RECHTBANKNOORD-NEDERLAND
Civiel recht
Kantonrechter
Zittingsplaats Groningen
Zaaknummer: 10665980 \ CV EXPL 23-5464
Vonnis van 9 juli 2024
in de zaak van
ENERGIEWACHT B.V.,
te Zwolle,
eisende partij in conventie,
verwerende partij in reconventie,
hierna te noemen: Energiewacht,
gemachtigde: LAVG,
tegen
[Gedaagde],
te [woonplaats] ,
gedaagde partij in conventie,
eisende partij in reconventie,
hierna te noemen: [Gedaagde] ,
procederend in persoon.

1.De procedure

1.1.
Het verloop van de procedure blijkt uit:
- het tussenvonnis van 19 maart 2024;
- de akte van Energiewacht, tevens het verzoek tot het instellen van tussentijds hoger beroep, tevens akte houdende voorwaardelijke wijziging van eis van 16 april 2024;
- de akte van [Gedaagde] van 14 mei 2024.
1.2.
Ten slotte is vonnis bepaald.

2.De verdere beoordeling

in conventie
2.1.
In het tussenvonnis van 19 maart 2024 heeft de kantonrechter geoordeeld dat de tussen partijen gesloten overeenkomst kwalificeert als een overeenkomst op afstand en dat naar het voorlopig oordeel van de kantonrechter Energiewacht [Gedaagde] niet op de juiste wijze heeft geïnformeerd over het herroepingsrecht. Als gevolg van deze schending van de herroepingsvoorlichting is de herroepingstermijn op grond van artikel 6:230o lid 2 van het Burgerlijk Wetboek (BW) met twaalf maanden verlengd. De kantonrechter heeft in het tussenvonnis eveneens voorshands geoordeeld dat [Gedaagde] binnen de verlengde herroepingstermijn een beroep op het herroepingsrecht heeft gedaan. Het gevolg daarvan is dat de overeenkomst is ontbonden en dat de cv-ketel teruggeleverd moet worden aan Energiewacht. De kantonrechter heeft verder voorshands geoordeeld dat [Gedaagde] op grond van artikel 6:230s lid 3 BW niet aansprakelijk is voor eventuele waardevermindering van de cv-ketel en dat [Gedaagde] op grond van artikel 6:230s lid 4 jo. lid 5 BW evenmin gehouden is tot vergoeding van de installatiekosten. Omdat op dit punt nog geen debat tussen partijen heeft plaatsgevonden, heeft de kantonrechter partijen in het tussenvonnis in de gelegenheid gesteld zich uit te laten over de wijze waarop Energiewacht al dan niet aan haar herroepingsvoorlichting jegens [Gedaagde] heeft voldaan en de gevolgen daarvan.
2.2.

Schriftelijke opdracht 1
Zet de regels van de records, beginnend bij de eerste regel en doorlopend tot en met de regel met "[141, 43, 167, 101]", in een Markdown-tabel met de kolommen "Nr" en "Regel". Lege regels laat je weg.
De leestekst en de records zijn afkomstig uit verschillende bronnen.

Verzameld materiaal
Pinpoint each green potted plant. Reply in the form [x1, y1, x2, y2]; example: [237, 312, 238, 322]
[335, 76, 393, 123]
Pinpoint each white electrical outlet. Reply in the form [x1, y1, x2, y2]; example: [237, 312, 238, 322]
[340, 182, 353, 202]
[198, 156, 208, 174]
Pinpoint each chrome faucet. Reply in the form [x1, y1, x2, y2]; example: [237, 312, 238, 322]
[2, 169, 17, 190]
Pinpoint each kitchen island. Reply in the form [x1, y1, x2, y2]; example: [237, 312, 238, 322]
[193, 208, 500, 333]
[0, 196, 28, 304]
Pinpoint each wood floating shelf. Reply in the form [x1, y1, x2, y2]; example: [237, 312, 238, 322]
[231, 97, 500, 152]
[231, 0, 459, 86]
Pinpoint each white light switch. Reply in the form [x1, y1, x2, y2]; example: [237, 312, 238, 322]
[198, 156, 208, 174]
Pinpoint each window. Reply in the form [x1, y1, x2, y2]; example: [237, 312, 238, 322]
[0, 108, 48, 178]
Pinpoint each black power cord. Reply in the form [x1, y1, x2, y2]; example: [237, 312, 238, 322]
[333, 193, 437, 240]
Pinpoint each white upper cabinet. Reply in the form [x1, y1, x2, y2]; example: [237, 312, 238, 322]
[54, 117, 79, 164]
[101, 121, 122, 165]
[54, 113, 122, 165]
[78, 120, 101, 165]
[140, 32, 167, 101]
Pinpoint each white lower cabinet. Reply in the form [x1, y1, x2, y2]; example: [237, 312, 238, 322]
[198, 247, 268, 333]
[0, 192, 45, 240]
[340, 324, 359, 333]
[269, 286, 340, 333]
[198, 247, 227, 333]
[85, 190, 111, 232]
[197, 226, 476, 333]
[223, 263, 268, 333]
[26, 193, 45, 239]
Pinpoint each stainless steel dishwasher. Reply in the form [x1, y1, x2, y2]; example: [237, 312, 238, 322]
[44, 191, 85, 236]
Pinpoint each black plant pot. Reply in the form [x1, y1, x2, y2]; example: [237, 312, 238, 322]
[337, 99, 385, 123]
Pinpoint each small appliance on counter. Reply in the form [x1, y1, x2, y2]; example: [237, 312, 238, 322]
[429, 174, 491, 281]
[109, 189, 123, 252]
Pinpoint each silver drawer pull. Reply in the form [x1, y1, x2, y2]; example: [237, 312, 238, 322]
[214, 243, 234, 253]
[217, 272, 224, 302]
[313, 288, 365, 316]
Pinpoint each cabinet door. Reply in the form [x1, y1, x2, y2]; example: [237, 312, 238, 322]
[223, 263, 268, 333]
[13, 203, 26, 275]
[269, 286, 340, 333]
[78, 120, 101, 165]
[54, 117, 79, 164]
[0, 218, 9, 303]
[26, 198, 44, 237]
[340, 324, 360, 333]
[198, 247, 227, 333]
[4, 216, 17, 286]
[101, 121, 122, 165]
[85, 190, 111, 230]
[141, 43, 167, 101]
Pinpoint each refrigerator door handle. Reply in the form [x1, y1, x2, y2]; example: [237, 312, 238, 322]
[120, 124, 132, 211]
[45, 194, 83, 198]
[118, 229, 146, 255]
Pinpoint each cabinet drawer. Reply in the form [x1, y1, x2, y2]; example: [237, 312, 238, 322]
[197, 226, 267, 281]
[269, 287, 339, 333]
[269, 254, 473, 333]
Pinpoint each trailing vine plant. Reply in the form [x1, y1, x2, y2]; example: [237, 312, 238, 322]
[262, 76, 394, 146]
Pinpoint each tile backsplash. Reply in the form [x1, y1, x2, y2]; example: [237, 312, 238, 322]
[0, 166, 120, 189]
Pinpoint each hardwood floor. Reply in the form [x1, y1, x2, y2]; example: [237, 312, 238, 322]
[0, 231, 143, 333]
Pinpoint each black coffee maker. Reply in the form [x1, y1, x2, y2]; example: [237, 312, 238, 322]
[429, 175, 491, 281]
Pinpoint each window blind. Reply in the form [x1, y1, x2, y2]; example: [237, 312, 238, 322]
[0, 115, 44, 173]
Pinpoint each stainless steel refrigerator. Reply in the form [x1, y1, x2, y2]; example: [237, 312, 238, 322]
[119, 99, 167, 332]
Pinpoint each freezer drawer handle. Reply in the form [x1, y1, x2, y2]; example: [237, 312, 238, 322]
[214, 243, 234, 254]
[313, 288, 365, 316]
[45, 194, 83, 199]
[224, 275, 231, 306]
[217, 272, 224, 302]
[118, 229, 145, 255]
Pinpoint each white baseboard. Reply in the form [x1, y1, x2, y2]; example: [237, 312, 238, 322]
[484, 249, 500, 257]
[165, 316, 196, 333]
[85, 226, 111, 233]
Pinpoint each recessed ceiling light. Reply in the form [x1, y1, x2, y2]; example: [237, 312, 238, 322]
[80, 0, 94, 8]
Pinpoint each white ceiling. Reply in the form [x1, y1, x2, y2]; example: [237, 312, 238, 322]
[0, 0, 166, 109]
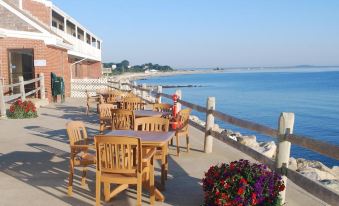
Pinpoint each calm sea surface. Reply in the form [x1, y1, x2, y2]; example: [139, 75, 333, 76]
[138, 68, 339, 166]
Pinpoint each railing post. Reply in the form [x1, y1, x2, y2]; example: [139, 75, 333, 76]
[204, 97, 215, 153]
[132, 81, 137, 95]
[39, 73, 46, 99]
[118, 79, 122, 90]
[0, 81, 6, 119]
[19, 76, 26, 101]
[175, 89, 182, 112]
[141, 83, 147, 99]
[276, 112, 294, 204]
[157, 85, 162, 103]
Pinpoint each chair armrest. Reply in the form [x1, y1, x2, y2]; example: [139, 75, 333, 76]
[142, 147, 157, 162]
[71, 145, 95, 149]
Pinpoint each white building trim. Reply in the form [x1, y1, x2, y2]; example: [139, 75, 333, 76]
[0, 1, 50, 34]
[52, 4, 102, 42]
[0, 28, 73, 49]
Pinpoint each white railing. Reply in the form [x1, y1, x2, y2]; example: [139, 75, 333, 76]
[0, 73, 46, 118]
[51, 26, 101, 61]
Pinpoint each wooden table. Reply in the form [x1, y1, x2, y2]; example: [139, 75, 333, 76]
[105, 130, 175, 201]
[134, 110, 171, 118]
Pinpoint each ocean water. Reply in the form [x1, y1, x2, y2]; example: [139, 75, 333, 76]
[138, 68, 339, 166]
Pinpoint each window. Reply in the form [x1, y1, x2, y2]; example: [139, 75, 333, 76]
[52, 20, 58, 28]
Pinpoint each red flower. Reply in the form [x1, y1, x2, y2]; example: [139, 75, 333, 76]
[252, 192, 257, 205]
[230, 162, 234, 170]
[240, 178, 247, 184]
[237, 187, 245, 195]
[279, 184, 285, 192]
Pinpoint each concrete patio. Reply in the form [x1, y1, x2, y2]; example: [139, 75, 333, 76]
[0, 99, 326, 206]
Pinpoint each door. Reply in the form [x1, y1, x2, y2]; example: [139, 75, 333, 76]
[8, 49, 35, 94]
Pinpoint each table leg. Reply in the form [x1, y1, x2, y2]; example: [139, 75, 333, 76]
[161, 144, 168, 190]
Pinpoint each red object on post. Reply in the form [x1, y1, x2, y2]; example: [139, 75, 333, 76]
[172, 94, 179, 129]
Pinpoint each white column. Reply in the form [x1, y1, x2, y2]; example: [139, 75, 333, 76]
[157, 85, 162, 103]
[141, 83, 147, 99]
[276, 112, 294, 204]
[175, 89, 182, 112]
[132, 81, 137, 95]
[64, 17, 67, 33]
[0, 81, 6, 119]
[204, 97, 215, 153]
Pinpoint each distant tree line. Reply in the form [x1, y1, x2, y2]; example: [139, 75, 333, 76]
[103, 60, 173, 74]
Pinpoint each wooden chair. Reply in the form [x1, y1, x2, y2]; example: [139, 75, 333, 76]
[99, 104, 115, 134]
[121, 97, 145, 110]
[86, 90, 101, 115]
[171, 108, 191, 156]
[153, 103, 172, 112]
[134, 117, 169, 186]
[112, 109, 134, 130]
[95, 135, 155, 205]
[66, 121, 95, 196]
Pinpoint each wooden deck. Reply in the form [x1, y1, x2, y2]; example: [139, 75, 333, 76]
[0, 99, 326, 206]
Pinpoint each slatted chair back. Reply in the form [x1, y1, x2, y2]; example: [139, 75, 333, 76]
[153, 103, 172, 112]
[94, 135, 142, 174]
[66, 121, 87, 147]
[122, 92, 137, 97]
[121, 97, 145, 110]
[134, 117, 169, 132]
[112, 109, 134, 130]
[107, 90, 121, 103]
[99, 104, 114, 120]
[177, 108, 191, 132]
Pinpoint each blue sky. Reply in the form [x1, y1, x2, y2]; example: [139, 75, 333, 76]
[52, 0, 339, 68]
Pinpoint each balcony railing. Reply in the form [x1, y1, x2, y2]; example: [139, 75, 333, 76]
[51, 26, 101, 61]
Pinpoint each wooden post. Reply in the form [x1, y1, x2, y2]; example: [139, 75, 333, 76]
[132, 81, 137, 95]
[141, 83, 147, 99]
[157, 85, 162, 103]
[19, 76, 26, 101]
[39, 73, 46, 99]
[204, 97, 215, 153]
[175, 89, 182, 112]
[0, 81, 6, 119]
[276, 112, 294, 204]
[118, 79, 122, 90]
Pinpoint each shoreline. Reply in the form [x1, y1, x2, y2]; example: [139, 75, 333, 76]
[110, 67, 339, 81]
[111, 69, 225, 81]
[116, 70, 339, 192]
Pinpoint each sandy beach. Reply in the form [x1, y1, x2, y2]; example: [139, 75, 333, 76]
[112, 69, 225, 81]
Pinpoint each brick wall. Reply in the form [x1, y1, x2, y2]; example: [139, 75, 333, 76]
[0, 38, 70, 100]
[22, 0, 52, 26]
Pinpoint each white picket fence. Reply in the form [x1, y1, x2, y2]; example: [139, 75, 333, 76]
[71, 78, 119, 98]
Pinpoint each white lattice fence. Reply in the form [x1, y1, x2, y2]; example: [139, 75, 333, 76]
[71, 78, 109, 98]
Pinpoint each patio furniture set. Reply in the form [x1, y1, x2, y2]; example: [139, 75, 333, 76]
[66, 89, 191, 205]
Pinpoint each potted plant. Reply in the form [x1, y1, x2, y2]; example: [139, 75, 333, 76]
[202, 160, 285, 206]
[8, 99, 38, 119]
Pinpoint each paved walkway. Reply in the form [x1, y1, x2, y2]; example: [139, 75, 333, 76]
[0, 99, 330, 206]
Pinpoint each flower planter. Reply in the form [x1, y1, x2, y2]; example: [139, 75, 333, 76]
[203, 160, 285, 206]
[8, 99, 38, 119]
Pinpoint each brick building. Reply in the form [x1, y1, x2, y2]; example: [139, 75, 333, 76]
[0, 0, 102, 99]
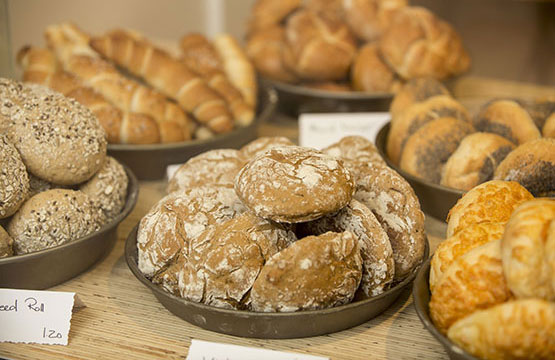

Schriftelijke opdracht 2
Schrijf het stuk van de leestekst van "Het verloop van" tot en met "is vonnis bepaald." opnieuw op, met "rechtszaak" in plaats van "procedure".

Uitgewerkt antwoord 1
| Nr | Regel |
|---|---|
| 1 | Pinpoint each green potted plant. Reply in the form [x1, y1, x2, y2]; example: [237, 312, 238, 322] |
| 2 | [335, 76, 393, 123] |
| 3 | Pinpoint each white electrical outlet. Reply in the form [x1, y1, x2, y2]; example: [237, 312, 238, 322] |
| 4 | [340, 182, 353, 202] |
| 5 | [198, 156, 208, 174] |
| 6 | Pinpoint each chrome faucet. Reply in the form [x1, y1, x2, y2]; example: [237, 312, 238, 322] |
| 7 | [2, 169, 17, 190] |
| 8 | Pinpoint each kitchen island. Reply in the form [x1, y1, x2, y2]; example: [237, 312, 238, 322] |
| 9 | [193, 208, 500, 333] |
| 10 | [0, 196, 28, 304] |
| 11 | Pinpoint each wood floating shelf. Reply in the form [x1, y1, x2, y2]; example: [237, 312, 238, 322] |
| 12 | [231, 97, 500, 152] |
| 13 | [231, 0, 459, 86] |
| 14 | Pinpoint each white light switch. Reply in the form [x1, y1, x2, y2]; example: [237, 312, 238, 322] |
| 15 | [198, 156, 208, 174] |
| 16 | Pinpoint each window. Reply in the form [x1, y1, x2, y2]; example: [237, 312, 238, 322] |
| 17 | [0, 108, 48, 178] |
| 18 | Pinpoint each black power cord. Reply in the form [x1, y1, x2, y2]; example: [237, 312, 238, 322] |
| 19 | [333, 193, 437, 240] |
| 20 | Pinpoint each white upper cabinet. Reply in the form [x1, y1, x2, y2]; example: [237, 312, 238, 322] |
| 21 | [54, 117, 79, 164] |
| 22 | [101, 121, 122, 165] |
| 23 | [54, 113, 122, 165] |
| 24 | [78, 120, 101, 165] |
| 25 | [140, 32, 167, 101] |
| 26 | Pinpoint each white lower cabinet. Reply in the form [x1, y1, x2, y2]; example: [237, 312, 238, 322] |
| 27 | [198, 247, 268, 333] |
| 28 | [0, 192, 45, 240] |
| 29 | [340, 324, 359, 333] |
| 30 | [269, 286, 340, 333] |
| 31 | [198, 247, 227, 333] |
| 32 | [85, 190, 111, 232] |
| 33 | [197, 226, 476, 333] |
| 34 | [223, 263, 268, 333] |
| 35 | [26, 193, 45, 239] |
| 36 | Pinpoint each stainless steel dishwasher. Reply in the form [x1, y1, x2, y2]; example: [237, 312, 238, 322] |
| 37 | [44, 191, 85, 236] |
| 38 | Pinpoint each black plant pot. Reply in the form [x1, y1, x2, y2]; example: [237, 312, 238, 322] |
| 39 | [337, 99, 385, 123] |
| 40 | Pinpoint each small appliance on counter. Reply in the form [x1, y1, x2, y2]; example: [237, 312, 238, 322] |
| 41 | [429, 174, 491, 281] |
| 42 | [109, 189, 123, 252] |
| 43 | Pinpoint each silver drawer pull. Reply in the form [x1, y1, x2, y2]; example: [237, 312, 238, 322] |
| 44 | [214, 243, 234, 253] |
| 45 | [217, 272, 224, 302] |
| 46 | [313, 288, 365, 316] |
| 47 | Pinpoint each cabinet door. Reply in the form [x1, y1, x2, y2]; example: [237, 312, 238, 322] |
| 48 | [223, 263, 268, 333] |
| 49 | [13, 203, 26, 275] |
| 50 | [269, 286, 340, 333] |
| 51 | [78, 120, 101, 165] |
| 52 | [54, 117, 79, 164] |
| 53 | [0, 218, 9, 303] |
| 54 | [26, 198, 44, 237] |
| 55 | [340, 324, 360, 333] |
| 56 | [198, 247, 227, 333] |
| 57 | [4, 216, 17, 286] |
| 58 | [101, 121, 122, 165] |
| 59 | [85, 190, 111, 230] |
| 60 | [141, 43, 167, 101] |

Uitgewerkt antwoord 2
Het verloop van de rechtszaak blijkt uit:
- het tussenvonnis van 19 maart 2024;
- de akte van Energiewacht, tevens het verzoek tot het instellen van tussentijds hoger beroep, tevens akte houdende voorwaardelijke wijziging van eis van 16 april 2024;
- de akte van [Gedaagde] van 14 mei 2024.
1.2.
Ten slotte is vonnis bepaald.